***** Input data

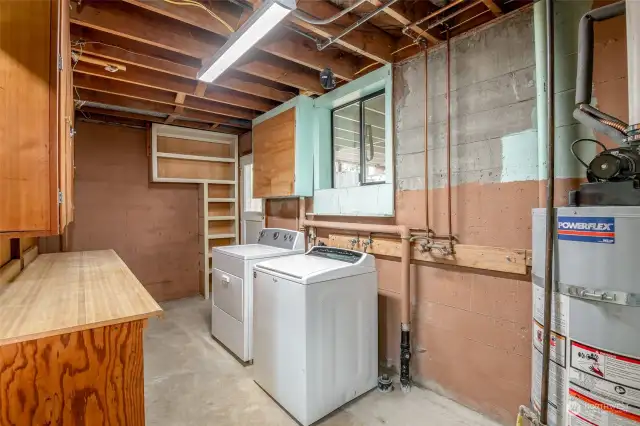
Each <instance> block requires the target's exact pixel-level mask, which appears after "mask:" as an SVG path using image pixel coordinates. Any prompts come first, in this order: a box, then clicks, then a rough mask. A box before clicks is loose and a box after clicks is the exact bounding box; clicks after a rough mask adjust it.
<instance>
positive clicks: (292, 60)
mask: <svg viewBox="0 0 640 426" xmlns="http://www.w3.org/2000/svg"><path fill="white" fill-rule="evenodd" d="M124 1H125V2H127V3H130V4H133V5H136V6H139V7H142V8H145V9H147V10H149V11H152V12H155V13H159V14H161V15H164V16H166V17H169V18H172V19H176V20H179V21H182V22H185V23H187V24H190V25H193V26H196V27H199V28H202V29H205V30H207V31H210V32H212V33H215V34H219V35H221V36H224V37H228V36H229V35H230V34H231V32H230V31H229V30H228V29H227V28H226V27H225V26H224V25H223V24H221V23H220V22H219V21H218V20H216V19H213V18H212V17H211V16H210V15H209V14H208V13H207V12H206V11H204V10H203V9H200V8H197V7H183V6H178V5H175V4H171V3H168V2H166V1H164V0H124ZM230 6H231V3H229V2H221V1H218V2H214V3H213V4H207V7H208V8H209V9H210V10H212V11H213V12H214V13H215V14H216V15H218V16H219V17H220V18H221V19H222V20H224V21H225V22H227V23H228V24H230V25H231V26H232V27H233V28H234V29H238V28H239V26H240V24H241V22H243V19H242V18H243V17H242V16H241V13H237V11H236V10H232V9H233V8H232V7H230ZM256 47H257V48H258V49H260V50H263V51H265V52H268V53H270V54H272V55H274V56H278V57H280V58H282V59H287V60H289V61H292V62H296V63H298V64H300V65H304V66H306V67H309V68H312V69H315V70H318V71H320V70H322V69H324V68H325V67H330V68H331V69H332V70H333V72H334V73H335V74H336V75H337V76H338V77H340V78H342V79H344V80H353V78H354V74H353V73H355V72H356V71H357V70H358V65H359V59H358V58H357V57H356V56H354V55H350V54H348V53H346V52H337V51H332V50H323V51H319V50H318V49H317V47H316V45H315V44H314V43H313V41H312V40H309V39H308V38H306V37H304V36H302V35H300V34H296V33H295V32H294V31H291V30H288V29H286V28H282V27H280V28H276V29H274V30H272V31H271V33H270V34H268V35H267V36H266V37H265V38H264V39H263V40H261V41H260V43H259V44H258V45H257V46H256Z"/></svg>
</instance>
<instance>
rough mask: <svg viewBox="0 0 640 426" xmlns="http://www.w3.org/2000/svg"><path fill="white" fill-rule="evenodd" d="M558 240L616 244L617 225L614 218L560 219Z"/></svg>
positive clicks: (574, 218) (581, 217)
mask: <svg viewBox="0 0 640 426" xmlns="http://www.w3.org/2000/svg"><path fill="white" fill-rule="evenodd" d="M558 239H559V240H565V241H579V242H583V243H603V244H614V243H615V242H616V224H615V219H614V218H612V217H577V216H560V217H558Z"/></svg>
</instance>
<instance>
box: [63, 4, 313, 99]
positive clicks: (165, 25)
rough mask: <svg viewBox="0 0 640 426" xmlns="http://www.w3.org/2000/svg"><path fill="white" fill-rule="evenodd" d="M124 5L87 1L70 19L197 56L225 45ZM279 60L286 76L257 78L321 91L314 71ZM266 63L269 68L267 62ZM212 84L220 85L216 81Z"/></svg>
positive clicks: (221, 37) (79, 22)
mask: <svg viewBox="0 0 640 426" xmlns="http://www.w3.org/2000/svg"><path fill="white" fill-rule="evenodd" d="M126 6H128V5H126V4H120V3H109V2H102V3H95V4H94V3H88V4H85V5H84V6H83V7H82V9H81V11H80V12H78V10H77V8H74V9H73V10H72V11H71V22H72V23H74V24H77V25H81V26H84V27H88V28H93V29H96V30H99V31H104V32H108V33H110V34H114V35H117V36H120V37H126V38H129V39H131V40H135V41H138V42H141V43H147V44H150V45H153V46H156V47H160V48H163V49H167V50H170V51H173V52H177V53H181V54H183V55H188V56H192V57H194V58H200V59H203V58H208V57H211V56H213V55H214V54H215V52H216V51H217V50H218V49H220V48H221V47H222V46H223V45H224V39H223V38H222V37H219V36H217V35H214V34H212V33H210V32H209V31H206V30H203V29H201V28H194V27H192V26H190V25H185V24H183V23H181V22H177V21H175V20H173V19H169V18H166V17H163V16H153V15H152V14H149V13H148V12H146V13H145V12H144V11H143V10H142V9H139V8H136V7H131V6H128V8H127V7H126ZM273 59H277V58H273ZM280 61H282V62H281V65H280V67H281V68H285V69H287V79H285V80H282V75H281V74H280V73H277V74H271V73H269V72H264V73H263V74H262V75H261V76H260V77H262V78H265V79H267V80H272V81H276V82H279V83H284V84H287V82H288V80H289V79H291V78H295V81H296V84H303V85H304V86H305V87H304V90H309V91H312V92H314V93H318V94H321V93H324V89H323V88H322V86H321V85H320V79H319V77H318V73H317V72H315V71H313V70H310V69H308V68H306V67H300V66H299V65H297V64H295V63H291V62H289V61H285V60H282V59H280ZM265 65H266V68H267V69H270V67H269V64H265ZM213 84H214V85H219V83H218V81H215V82H214V83H213Z"/></svg>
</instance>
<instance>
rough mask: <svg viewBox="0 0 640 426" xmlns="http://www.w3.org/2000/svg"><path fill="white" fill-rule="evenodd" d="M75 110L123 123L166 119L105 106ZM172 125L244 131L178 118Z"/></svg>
mask: <svg viewBox="0 0 640 426" xmlns="http://www.w3.org/2000/svg"><path fill="white" fill-rule="evenodd" d="M76 110H77V111H81V112H82V113H85V114H87V115H88V119H89V120H91V119H93V118H94V116H95V117H96V118H97V119H98V120H100V119H102V117H101V116H109V117H117V118H121V119H123V122H124V123H125V124H128V123H127V120H136V121H148V122H151V123H159V124H163V123H164V121H165V120H166V119H165V118H162V117H156V116H154V115H146V114H137V113H133V112H127V111H118V110H112V109H106V108H96V107H87V106H83V107H81V108H76ZM173 125H175V126H182V127H190V128H192V129H200V130H211V128H212V127H213V126H216V127H215V129H216V131H217V132H221V133H231V134H235V135H239V134H242V133H245V132H246V130H243V129H238V128H235V127H229V126H221V125H220V124H218V123H214V124H211V123H202V122H199V121H187V120H179V119H176V120H174V122H173Z"/></svg>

**********

Once the images are dropped, set down the remaining material word for word.

Each <instance> block requires the target's exact pixel-level mask, which appears after "mask:" as an SVG path using image pixel coordinates. Any prompts come first, in this order: a box, then clicks, then a rough mask. A box before clicks is loose and a box after clicks is the exact bounding box; clicks after a rough mask adjust it.
<instance>
positive clicks: (292, 60)
mask: <svg viewBox="0 0 640 426" xmlns="http://www.w3.org/2000/svg"><path fill="white" fill-rule="evenodd" d="M124 1H125V2H127V3H130V4H133V5H136V6H139V7H142V8H145V9H147V10H149V11H152V12H155V13H159V14H161V15H164V16H166V17H169V18H172V19H176V20H179V21H182V22H185V23H187V24H190V25H193V26H196V27H199V28H202V29H205V30H207V31H210V32H212V33H215V34H219V35H221V36H224V37H228V36H229V35H230V34H231V32H230V31H229V30H228V29H227V28H226V27H225V26H224V25H223V24H221V23H220V22H219V21H218V20H216V19H213V18H212V17H211V16H210V15H209V14H208V13H207V12H206V11H204V10H203V9H200V8H197V7H183V6H178V5H175V4H171V3H168V2H166V1H164V0H124ZM230 6H231V3H229V2H221V1H218V2H214V3H213V4H207V7H208V8H209V9H210V10H212V11H213V12H214V13H215V14H216V15H218V16H219V17H220V18H221V19H222V20H224V21H225V22H227V23H228V24H230V25H231V26H232V27H233V28H234V29H238V28H239V26H240V24H241V22H243V19H242V18H243V17H242V16H241V13H237V11H236V10H232V9H233V8H232V7H230ZM256 47H257V48H258V49H260V50H263V51H265V52H268V53H270V54H272V55H274V56H278V57H280V58H282V59H287V60H289V61H292V62H296V63H298V64H300V65H304V66H306V67H309V68H312V69H315V70H318V71H320V70H322V69H324V68H325V67H330V68H331V69H332V70H333V72H334V73H335V74H336V75H337V76H338V77H340V78H342V79H344V80H353V78H354V74H353V73H355V72H356V71H357V70H358V65H359V59H358V58H357V57H356V56H354V55H350V54H348V53H346V52H337V51H332V50H323V51H319V50H318V49H317V47H316V45H315V44H314V43H313V41H312V40H309V39H308V38H306V37H304V36H302V35H300V34H296V33H295V32H294V31H291V30H288V29H286V28H282V27H280V28H276V29H274V30H272V31H271V33H270V34H268V35H267V36H266V37H265V38H264V39H263V40H261V41H260V43H259V44H258V45H257V46H256Z"/></svg>
</instance>
<instance>
rough mask: <svg viewBox="0 0 640 426" xmlns="http://www.w3.org/2000/svg"><path fill="white" fill-rule="evenodd" d="M558 240L616 244L617 225L614 218L560 219Z"/></svg>
positive clicks: (574, 218) (581, 217)
mask: <svg viewBox="0 0 640 426" xmlns="http://www.w3.org/2000/svg"><path fill="white" fill-rule="evenodd" d="M558 239H559V240H565V241H579V242H583V243H603V244H614V243H615V242H616V224H615V219H614V218H612V217H577V216H560V217H558Z"/></svg>
</instance>
<instance>
box: [63, 4, 313, 99]
positive clicks: (165, 25)
rough mask: <svg viewBox="0 0 640 426" xmlns="http://www.w3.org/2000/svg"><path fill="white" fill-rule="evenodd" d="M124 5L87 1L70 19L197 56L225 45ZM279 60L286 76L257 78L321 91L314 71ZM266 63L269 68L267 62ZM212 84L220 85L216 81Z"/></svg>
positive clicks: (221, 37) (79, 22)
mask: <svg viewBox="0 0 640 426" xmlns="http://www.w3.org/2000/svg"><path fill="white" fill-rule="evenodd" d="M126 6H128V5H126V4H120V3H109V2H102V3H95V4H94V3H88V4H85V5H84V6H83V7H82V9H81V11H80V12H78V10H77V8H74V9H73V10H72V11H71V22H72V23H74V24H77V25H81V26H84V27H88V28H93V29H96V30H99V31H104V32H108V33H110V34H114V35H117V36H120V37H126V38H129V39H131V40H135V41H138V42H141V43H147V44H150V45H153V46H156V47H160V48H163V49H167V50H170V51H173V52H177V53H181V54H183V55H188V56H192V57H194V58H200V59H203V58H208V57H211V56H213V55H214V54H215V52H216V51H217V50H218V49H220V48H221V47H222V46H223V45H224V39H223V38H222V37H219V36H217V35H214V34H212V33H210V32H209V31H206V30H203V29H201V28H194V27H192V26H190V25H185V24H183V23H181V22H177V21H175V20H173V19H169V18H166V17H163V16H153V15H152V14H149V13H148V12H146V13H145V12H144V11H143V10H142V9H139V8H136V7H131V6H128V8H127V7H126ZM273 59H277V58H273ZM280 61H282V62H281V65H280V67H281V68H285V69H287V79H285V80H282V75H281V74H280V73H277V74H271V73H269V72H264V73H263V74H262V75H261V76H260V77H262V78H265V79H267V80H272V81H276V82H279V83H284V84H287V82H288V80H289V79H291V78H295V81H296V84H303V85H304V86H305V87H304V90H309V91H312V92H314V93H318V94H321V93H324V89H323V88H322V86H321V85H320V79H319V77H318V73H317V72H315V71H313V70H310V69H308V68H306V67H300V66H299V65H297V64H295V63H291V62H289V61H285V60H282V59H280ZM265 65H266V68H267V69H270V67H269V64H265ZM213 84H214V85H219V83H218V81H215V82H214V83H213Z"/></svg>
</instance>
<instance>
rough mask: <svg viewBox="0 0 640 426" xmlns="http://www.w3.org/2000/svg"><path fill="white" fill-rule="evenodd" d="M75 110L123 123L166 119L105 106ZM172 125L244 131L178 118Z"/></svg>
mask: <svg viewBox="0 0 640 426" xmlns="http://www.w3.org/2000/svg"><path fill="white" fill-rule="evenodd" d="M76 110H77V111H81V112H82V113H85V114H87V115H88V119H89V120H91V119H93V118H94V116H95V117H96V118H97V119H98V120H100V119H102V117H101V116H109V117H117V118H121V119H123V122H124V123H125V124H128V123H127V120H136V121H148V122H151V123H159V124H163V123H164V121H165V120H166V119H165V118H162V117H156V116H154V115H146V114H137V113H133V112H127V111H118V110H112V109H106V108H96V107H87V106H83V107H81V108H76ZM173 125H175V126H182V127H190V128H192V129H200V130H211V128H212V127H213V126H216V127H215V129H216V131H217V132H221V133H231V134H235V135H239V134H242V133H245V132H246V130H243V129H238V128H235V127H229V126H221V125H220V124H218V123H214V124H211V123H202V122H199V121H187V120H179V119H176V120H174V122H173Z"/></svg>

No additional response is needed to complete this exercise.